### EXERCISE
Rewrite the part of the listing that opens with the line containing "the white trim" and closes with the line containing "point(309, 288)" as a Markdown table with the columns Row and Line. Number each line in the Row column and leave out blank lines.

★ ★ ★ ★ ★

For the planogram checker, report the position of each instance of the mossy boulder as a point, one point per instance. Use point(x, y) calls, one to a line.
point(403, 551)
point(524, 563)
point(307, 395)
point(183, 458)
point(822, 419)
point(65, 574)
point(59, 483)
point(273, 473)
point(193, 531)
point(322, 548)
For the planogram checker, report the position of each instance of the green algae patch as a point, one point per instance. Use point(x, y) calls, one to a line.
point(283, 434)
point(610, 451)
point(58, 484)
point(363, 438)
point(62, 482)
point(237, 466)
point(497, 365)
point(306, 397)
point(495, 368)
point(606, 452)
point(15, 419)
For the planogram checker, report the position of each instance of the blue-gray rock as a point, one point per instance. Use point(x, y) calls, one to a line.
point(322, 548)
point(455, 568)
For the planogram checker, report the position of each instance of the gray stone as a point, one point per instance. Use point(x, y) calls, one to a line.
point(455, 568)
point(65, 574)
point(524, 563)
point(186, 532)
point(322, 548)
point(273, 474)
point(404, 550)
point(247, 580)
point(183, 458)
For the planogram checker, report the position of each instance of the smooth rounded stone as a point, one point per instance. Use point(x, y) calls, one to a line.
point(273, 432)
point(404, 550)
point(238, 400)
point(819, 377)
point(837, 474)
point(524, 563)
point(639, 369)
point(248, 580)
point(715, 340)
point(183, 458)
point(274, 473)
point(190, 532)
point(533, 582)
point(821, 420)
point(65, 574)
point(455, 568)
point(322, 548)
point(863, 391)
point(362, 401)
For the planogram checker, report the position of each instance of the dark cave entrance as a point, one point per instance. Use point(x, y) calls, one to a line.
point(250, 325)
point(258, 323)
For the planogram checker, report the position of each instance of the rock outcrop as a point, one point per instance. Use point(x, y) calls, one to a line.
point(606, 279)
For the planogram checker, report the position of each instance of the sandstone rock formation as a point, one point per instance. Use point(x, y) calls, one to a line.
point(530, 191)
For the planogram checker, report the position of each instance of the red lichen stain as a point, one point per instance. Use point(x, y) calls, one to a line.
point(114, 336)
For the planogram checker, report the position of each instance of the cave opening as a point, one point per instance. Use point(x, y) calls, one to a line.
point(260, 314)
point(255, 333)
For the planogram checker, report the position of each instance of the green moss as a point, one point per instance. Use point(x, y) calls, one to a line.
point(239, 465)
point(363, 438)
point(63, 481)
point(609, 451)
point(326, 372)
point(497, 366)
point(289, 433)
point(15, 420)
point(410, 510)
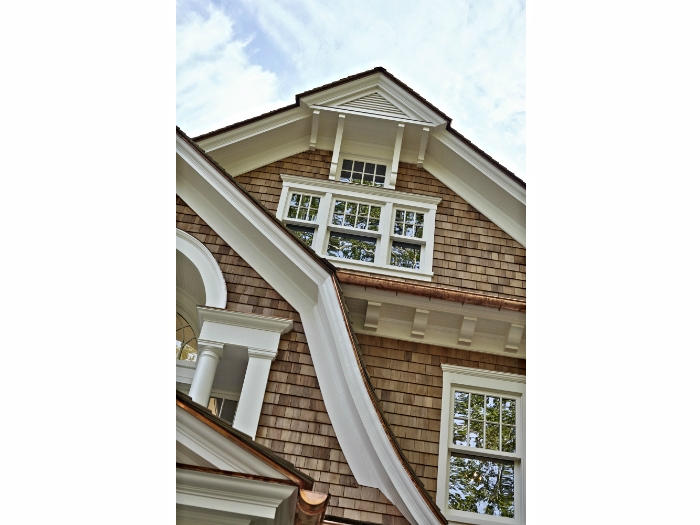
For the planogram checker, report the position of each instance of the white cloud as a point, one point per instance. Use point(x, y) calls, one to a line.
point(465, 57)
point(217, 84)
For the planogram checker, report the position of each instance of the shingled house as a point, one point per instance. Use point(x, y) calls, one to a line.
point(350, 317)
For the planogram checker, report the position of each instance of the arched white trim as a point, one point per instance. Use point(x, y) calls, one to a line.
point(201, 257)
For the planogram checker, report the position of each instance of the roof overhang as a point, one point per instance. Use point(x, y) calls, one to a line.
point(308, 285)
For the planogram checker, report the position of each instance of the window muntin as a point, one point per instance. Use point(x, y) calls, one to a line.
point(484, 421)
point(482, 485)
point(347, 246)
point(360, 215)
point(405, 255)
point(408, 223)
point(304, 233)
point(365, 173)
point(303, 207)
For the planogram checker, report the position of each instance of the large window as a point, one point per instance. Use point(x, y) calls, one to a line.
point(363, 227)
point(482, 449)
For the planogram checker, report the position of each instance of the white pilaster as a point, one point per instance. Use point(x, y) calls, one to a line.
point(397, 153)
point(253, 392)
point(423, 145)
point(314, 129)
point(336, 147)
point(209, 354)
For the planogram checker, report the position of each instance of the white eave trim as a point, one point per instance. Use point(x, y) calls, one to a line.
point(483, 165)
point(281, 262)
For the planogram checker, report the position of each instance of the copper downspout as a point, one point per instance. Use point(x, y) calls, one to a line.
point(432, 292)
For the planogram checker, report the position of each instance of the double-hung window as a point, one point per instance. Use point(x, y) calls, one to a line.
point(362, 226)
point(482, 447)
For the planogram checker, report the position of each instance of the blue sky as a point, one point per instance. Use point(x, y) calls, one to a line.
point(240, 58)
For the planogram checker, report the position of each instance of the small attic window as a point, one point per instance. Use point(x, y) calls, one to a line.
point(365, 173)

★ ★ ★ ★ ★

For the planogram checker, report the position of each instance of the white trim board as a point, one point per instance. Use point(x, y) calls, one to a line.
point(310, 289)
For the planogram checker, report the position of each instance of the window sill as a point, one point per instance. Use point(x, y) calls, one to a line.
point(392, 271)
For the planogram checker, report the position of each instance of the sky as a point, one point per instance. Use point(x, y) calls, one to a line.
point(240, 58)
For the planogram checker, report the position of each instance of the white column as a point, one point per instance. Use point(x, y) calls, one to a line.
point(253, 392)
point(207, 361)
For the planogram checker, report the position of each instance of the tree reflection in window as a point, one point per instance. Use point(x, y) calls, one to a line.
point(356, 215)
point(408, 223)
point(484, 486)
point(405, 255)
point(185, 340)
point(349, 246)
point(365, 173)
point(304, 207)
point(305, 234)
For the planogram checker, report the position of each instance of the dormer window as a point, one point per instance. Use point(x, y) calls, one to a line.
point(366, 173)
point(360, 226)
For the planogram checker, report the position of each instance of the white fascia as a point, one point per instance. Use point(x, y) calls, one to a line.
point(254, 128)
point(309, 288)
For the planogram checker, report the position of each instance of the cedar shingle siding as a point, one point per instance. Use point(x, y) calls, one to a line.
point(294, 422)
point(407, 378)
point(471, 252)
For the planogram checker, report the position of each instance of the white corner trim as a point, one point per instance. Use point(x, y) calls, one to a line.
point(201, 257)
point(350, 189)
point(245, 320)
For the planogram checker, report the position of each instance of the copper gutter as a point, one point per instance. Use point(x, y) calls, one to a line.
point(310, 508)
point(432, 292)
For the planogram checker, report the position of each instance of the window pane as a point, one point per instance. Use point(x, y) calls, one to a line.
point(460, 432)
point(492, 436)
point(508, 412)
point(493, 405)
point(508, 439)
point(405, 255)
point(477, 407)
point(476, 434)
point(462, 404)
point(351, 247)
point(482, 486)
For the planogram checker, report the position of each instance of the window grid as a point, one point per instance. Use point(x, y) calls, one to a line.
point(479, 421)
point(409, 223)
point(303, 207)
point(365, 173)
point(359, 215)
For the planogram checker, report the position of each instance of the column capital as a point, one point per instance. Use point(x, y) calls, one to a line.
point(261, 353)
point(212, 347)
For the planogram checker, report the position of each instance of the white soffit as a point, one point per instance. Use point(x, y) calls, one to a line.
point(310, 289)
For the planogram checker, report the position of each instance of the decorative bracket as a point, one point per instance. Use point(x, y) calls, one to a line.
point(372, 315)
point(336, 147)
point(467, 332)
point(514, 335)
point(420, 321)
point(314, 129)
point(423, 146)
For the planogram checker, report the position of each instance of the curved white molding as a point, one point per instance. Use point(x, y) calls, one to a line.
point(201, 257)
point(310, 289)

★ ★ ★ ★ ★

### EXPECTED ANSWER
| Row | Line |
|---|---|
| 1 | For the planogram checker, report the position of each instance of the white trim board as a point, one point per instance. Use point(x, y) calls, one to a line. |
| 2 | point(310, 289) |
| 3 | For the planogram checker, report the position of each instance of the window sill as a point, one point per instance. Use point(x, y) calls, one to a line. |
| 4 | point(392, 271) |
| 5 | For the planogram checker, report the position of each instance of the sky as a point, one point per instance. Use point(x, y) calls, one to a line. |
| 6 | point(240, 58) |
| 7 | For the planogram checker, report the position of each instance of the white column as a point, one point per instance. Use point(x, y) calls, one to a line. |
| 8 | point(253, 392) |
| 9 | point(207, 361) |
| 10 | For the planogram checker, report the position of each instance of the tree reflection in window as a point, one point per instance. Use point(x, y) calls, one to a line. |
| 11 | point(356, 215) |
| 12 | point(408, 223) |
| 13 | point(484, 486) |
| 14 | point(405, 255) |
| 15 | point(185, 340) |
| 16 | point(349, 246) |
| 17 | point(365, 173) |
| 18 | point(304, 207) |
| 19 | point(305, 234) |
| 20 | For the planogram checker, report the position of each instance of the dormer window as a point, one point per instance. Use point(x, y) calls, one to a line. |
| 21 | point(366, 173) |
| 22 | point(360, 226) |
| 23 | For the planogram checker, report the position of each instance of the white fascia as a point, one point per instance. Use point(x, y) calls, one to a line. |
| 24 | point(254, 128) |
| 25 | point(309, 288) |